Rename "concrete step" to "stone step" in the listing below and give it again with everything else left unchanged.

[Data listing]
○ ○ ○
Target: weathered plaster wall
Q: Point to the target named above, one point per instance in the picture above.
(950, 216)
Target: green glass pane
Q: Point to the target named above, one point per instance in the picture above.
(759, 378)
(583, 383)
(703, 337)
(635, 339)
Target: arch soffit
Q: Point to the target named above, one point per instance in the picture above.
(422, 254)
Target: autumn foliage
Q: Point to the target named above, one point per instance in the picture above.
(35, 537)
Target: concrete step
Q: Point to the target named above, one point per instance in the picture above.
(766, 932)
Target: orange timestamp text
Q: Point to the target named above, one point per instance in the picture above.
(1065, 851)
○ ○ ○
* [Solution below]
Target: weathered plaster wall
Q: Point to the target named above, one point per instance in the picture above.
(950, 216)
Target: green glass pane
Q: Point to the target named above, one point per instance in the picture above.
(759, 378)
(583, 383)
(703, 337)
(635, 339)
Target: arch soffit
Q: Point to the target named above, one point per instance in the picture above.
(422, 254)
Target: autumn foliage
Q: Point to the target named above, one point per instance in the picture above.
(35, 537)
Target: stone step
Q: Point to the target named above, one point per instance in the picture above.
(766, 932)
Target: orange timestamp text
Q: Point to the target named above, one point per instance in the picture above.
(1065, 851)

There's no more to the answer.